» **Written exercise**: Rewrite every one of the records with "this photo" changed to "this image" wherever it occurs, keeping everything else the same. Leave the pictures out.

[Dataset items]

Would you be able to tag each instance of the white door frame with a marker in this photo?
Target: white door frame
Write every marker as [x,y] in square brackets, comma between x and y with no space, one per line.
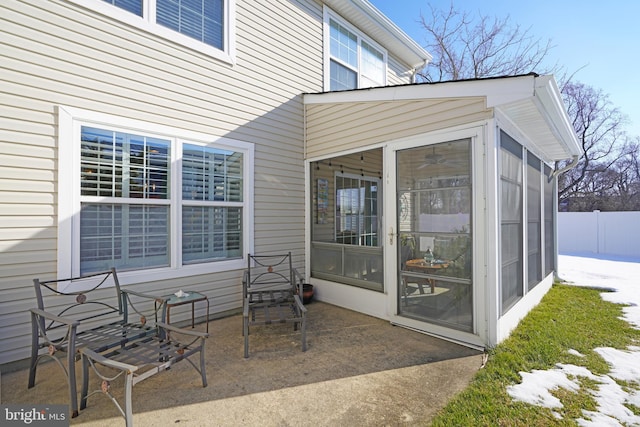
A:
[477,133]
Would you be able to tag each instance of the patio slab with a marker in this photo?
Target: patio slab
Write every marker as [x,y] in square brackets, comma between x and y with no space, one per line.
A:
[358,370]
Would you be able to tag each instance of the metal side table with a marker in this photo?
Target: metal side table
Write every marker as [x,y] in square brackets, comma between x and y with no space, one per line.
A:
[190,297]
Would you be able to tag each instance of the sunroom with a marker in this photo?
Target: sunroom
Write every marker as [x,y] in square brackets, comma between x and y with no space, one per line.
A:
[433,205]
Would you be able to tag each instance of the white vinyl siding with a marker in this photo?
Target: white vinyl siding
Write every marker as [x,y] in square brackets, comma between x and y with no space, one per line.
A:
[55,53]
[351,125]
[205,26]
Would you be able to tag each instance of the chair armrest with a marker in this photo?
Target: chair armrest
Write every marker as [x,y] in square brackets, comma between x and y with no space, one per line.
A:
[53,317]
[299,279]
[144,295]
[245,307]
[182,331]
[107,362]
[299,303]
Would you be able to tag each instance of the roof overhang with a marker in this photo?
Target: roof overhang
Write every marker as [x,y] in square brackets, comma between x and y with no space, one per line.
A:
[376,25]
[532,103]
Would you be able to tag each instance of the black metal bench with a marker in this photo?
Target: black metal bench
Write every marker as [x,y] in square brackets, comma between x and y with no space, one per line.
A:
[80,316]
[272,291]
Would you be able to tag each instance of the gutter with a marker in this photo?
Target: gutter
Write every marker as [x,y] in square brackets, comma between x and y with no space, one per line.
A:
[556,172]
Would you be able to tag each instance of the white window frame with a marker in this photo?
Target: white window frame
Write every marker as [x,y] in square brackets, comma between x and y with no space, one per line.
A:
[69,159]
[148,23]
[331,15]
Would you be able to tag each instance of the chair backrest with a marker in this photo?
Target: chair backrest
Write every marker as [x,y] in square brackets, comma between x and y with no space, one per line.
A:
[269,273]
[90,299]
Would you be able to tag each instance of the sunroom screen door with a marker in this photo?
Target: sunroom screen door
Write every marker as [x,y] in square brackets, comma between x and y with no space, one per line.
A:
[434,232]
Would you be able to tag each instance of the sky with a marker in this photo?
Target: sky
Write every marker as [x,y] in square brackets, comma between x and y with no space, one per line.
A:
[620,275]
[597,40]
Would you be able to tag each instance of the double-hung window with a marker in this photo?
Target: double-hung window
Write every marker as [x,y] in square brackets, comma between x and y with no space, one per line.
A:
[352,61]
[205,25]
[149,197]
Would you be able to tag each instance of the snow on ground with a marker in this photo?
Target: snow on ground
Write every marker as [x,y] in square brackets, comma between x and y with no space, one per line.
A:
[621,275]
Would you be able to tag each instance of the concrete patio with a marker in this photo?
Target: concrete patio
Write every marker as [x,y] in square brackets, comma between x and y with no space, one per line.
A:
[358,370]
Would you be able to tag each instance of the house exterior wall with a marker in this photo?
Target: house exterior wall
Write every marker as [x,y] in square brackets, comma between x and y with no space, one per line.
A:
[57,53]
[332,128]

» **Task response**:
Would you be able to tag each instance of the white door frame with a marker in this image?
Target: white door frame
Write every marker as [x,y] in square brackets, comma between x and y with no space, one per line.
A:
[477,133]
Would you be able to tag each instance of the patio slab with a marker in this image?
Target: patio slab
Write every marker as [x,y] in square brackets, comma between x and y with no space, one per line.
A:
[358,370]
Would you be able to tag each instance of the metal side table with a marker in this image?
Target: metal side table
Write every marker as [x,y] in square brackets, comma between x and y with no space, one per line.
A:
[190,297]
Would you be able to tag each instance of the sunroom with a marker in this image?
Target: sunroom
Write every marker as [x,y] in square brackets, comma between x and y with no space, one per line.
A:
[433,205]
Would you be able to tag each instance of the white vinyl siding with a marker in this image?
Target: white vinyl siding
Write every marker as [x,y] in square brackets, comma between x and y with no space, one per line.
A:
[55,53]
[351,125]
[205,26]
Would you be able to tag each instance of the chair armrest with a marker in this image?
Target: chair armrest
Write every marker as [x,y] in square brackets, comma between x and y with no space, one per line.
A:
[53,317]
[299,279]
[144,295]
[245,307]
[182,331]
[107,362]
[299,303]
Would you be able to tag each instance of the roof overhang with a marker in this image?
Target: roof overhang
Write every marker as [x,y] in square brackets, comma between x and y with no space, one per line.
A:
[376,25]
[532,103]
Would you be able to tag each instance of the black metal bench with a marker in this image?
Target: black metal bench
Write every marker as [x,y] in square brackets, comma between x and y with no space, one per line.
A:
[80,316]
[272,291]
Would you be able to tag each instance of the gutter with a marker in this image?
Target: gutter
Write every marker as [x,y] in square brackets, comma between x and y with no space, one per line.
A:
[556,172]
Would you be able to tag each instance of the white window frame with a marker in this image?
Target: white window frame
Write every marker as [x,y] in square brackets, comma between x and y with no space, one per line.
A:
[69,159]
[148,23]
[331,15]
Would you be able to tag each instance of the chair backrest with a marker in this image?
Target: chair backrest
Write every marker as [x,y] in square brackets, comma between x and y with no space, one per line.
A:
[269,273]
[90,299]
Would you be able to tag each instance of the sunroom screen door with a marker in this image?
Target: sunroom screen door
Write every marker as [x,y] in square brackets, comma between x and y with no space, one per line.
A:
[434,232]
Would you be able to tag each instance of the sky with a marker in this image?
Target: sky
Write every marker as [x,y] in square brackets, comma between x and y with no space, one per line.
A:
[620,275]
[597,40]
Would you be able to tag each instance of the double-hung window with a marker in this image?
Target: double-hung window
Write every marker as [x,y] in square brackets, comma between x and y with no space, one per line.
A:
[352,61]
[205,25]
[149,197]
Would you be able to tag each instance of the snow on ground with a marker in this image?
Target: snow on ground
Write every marker as [x,y] in square brackets, comma between x and y with no space, one per line.
A:
[621,275]
Would you be able to tag each instance of the concrete patio with a marker in this image?
Target: concrete patio
Write every marker as [x,y] in square brackets, comma between x and y with no space, one per line.
A:
[358,370]
Would you be able to tag each instance of the house exterior wall with a marker in this image?
Target: house exterior wall
Write every marker as [x,y] in square brackets, comma between x and y with no space, one per line.
A:
[57,53]
[332,128]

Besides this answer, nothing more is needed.